## TASK OBJECTIVE
Give everything from the start of the data down to the line containing "occurrences of dusk", both ends included, as a Markdown table with the columns Number and Line, leaving out blank lines.
### SUPPLIED RECORDS
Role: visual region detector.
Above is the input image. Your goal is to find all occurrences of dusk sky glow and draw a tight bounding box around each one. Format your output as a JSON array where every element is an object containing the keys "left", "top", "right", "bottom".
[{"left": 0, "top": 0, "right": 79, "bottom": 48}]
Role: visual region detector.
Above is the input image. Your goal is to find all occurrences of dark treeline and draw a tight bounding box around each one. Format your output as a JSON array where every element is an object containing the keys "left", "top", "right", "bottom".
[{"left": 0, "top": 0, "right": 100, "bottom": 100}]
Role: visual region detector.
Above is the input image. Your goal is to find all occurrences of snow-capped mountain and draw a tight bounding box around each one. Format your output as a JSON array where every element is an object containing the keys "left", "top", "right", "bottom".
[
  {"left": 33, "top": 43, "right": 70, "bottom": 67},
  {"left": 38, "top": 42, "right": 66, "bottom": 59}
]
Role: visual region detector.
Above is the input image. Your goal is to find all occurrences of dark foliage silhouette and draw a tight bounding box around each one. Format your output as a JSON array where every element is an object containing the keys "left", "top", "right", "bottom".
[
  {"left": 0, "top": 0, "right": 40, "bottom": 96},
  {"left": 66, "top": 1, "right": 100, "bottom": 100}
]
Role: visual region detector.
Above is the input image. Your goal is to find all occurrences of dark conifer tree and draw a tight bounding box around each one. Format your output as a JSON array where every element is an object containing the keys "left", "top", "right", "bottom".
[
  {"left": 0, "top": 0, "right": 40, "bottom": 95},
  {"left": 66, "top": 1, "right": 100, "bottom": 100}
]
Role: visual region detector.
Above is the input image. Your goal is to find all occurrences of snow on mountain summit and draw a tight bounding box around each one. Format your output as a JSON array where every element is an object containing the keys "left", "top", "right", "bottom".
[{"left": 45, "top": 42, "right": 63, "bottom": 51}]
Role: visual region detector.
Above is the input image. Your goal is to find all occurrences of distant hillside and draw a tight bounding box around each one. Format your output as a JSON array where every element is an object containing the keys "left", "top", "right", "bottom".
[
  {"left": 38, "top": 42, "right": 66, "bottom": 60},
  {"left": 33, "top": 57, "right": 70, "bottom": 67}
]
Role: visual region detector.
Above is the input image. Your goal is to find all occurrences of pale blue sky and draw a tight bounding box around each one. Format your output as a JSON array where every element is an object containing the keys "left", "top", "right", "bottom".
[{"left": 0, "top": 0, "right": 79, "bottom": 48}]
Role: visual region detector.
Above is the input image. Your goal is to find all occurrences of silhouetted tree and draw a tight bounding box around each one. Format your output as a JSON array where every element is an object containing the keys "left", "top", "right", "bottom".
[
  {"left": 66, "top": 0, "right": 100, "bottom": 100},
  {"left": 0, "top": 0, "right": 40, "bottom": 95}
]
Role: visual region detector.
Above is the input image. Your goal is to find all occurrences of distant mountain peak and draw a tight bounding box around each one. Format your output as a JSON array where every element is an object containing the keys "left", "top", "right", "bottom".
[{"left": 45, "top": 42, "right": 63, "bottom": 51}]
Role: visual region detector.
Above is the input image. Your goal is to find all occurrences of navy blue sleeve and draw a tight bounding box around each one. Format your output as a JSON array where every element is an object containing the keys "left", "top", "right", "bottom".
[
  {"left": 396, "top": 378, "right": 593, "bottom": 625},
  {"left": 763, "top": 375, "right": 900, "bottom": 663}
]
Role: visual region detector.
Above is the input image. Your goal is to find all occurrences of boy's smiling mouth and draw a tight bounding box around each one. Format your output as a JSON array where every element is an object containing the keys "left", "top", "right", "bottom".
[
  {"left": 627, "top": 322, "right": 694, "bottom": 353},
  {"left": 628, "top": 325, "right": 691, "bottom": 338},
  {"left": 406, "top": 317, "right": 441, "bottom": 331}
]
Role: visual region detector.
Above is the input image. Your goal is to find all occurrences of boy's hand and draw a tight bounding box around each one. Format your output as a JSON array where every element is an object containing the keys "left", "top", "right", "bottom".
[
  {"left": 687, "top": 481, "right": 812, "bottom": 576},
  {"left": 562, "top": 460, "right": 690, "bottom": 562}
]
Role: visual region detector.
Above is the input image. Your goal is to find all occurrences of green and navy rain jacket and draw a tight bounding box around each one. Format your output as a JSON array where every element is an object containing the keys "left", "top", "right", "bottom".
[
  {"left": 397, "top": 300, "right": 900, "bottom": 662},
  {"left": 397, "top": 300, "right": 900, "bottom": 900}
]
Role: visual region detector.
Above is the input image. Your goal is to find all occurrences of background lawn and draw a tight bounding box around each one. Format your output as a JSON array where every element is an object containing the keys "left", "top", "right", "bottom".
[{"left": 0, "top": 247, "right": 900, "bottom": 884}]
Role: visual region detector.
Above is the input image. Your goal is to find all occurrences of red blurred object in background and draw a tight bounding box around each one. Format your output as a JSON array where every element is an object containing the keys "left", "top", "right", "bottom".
######
## REPLY
| Number | Line |
|---|---|
| 1 | Role: visual region detector. |
| 2 | Above is the input image. Your goal is to find all occurrences of dusk sky glow and draw a tight bounding box around each one. Format your output as a JSON array where every element is an object containing the keys "left", "top", "right", "bottom". |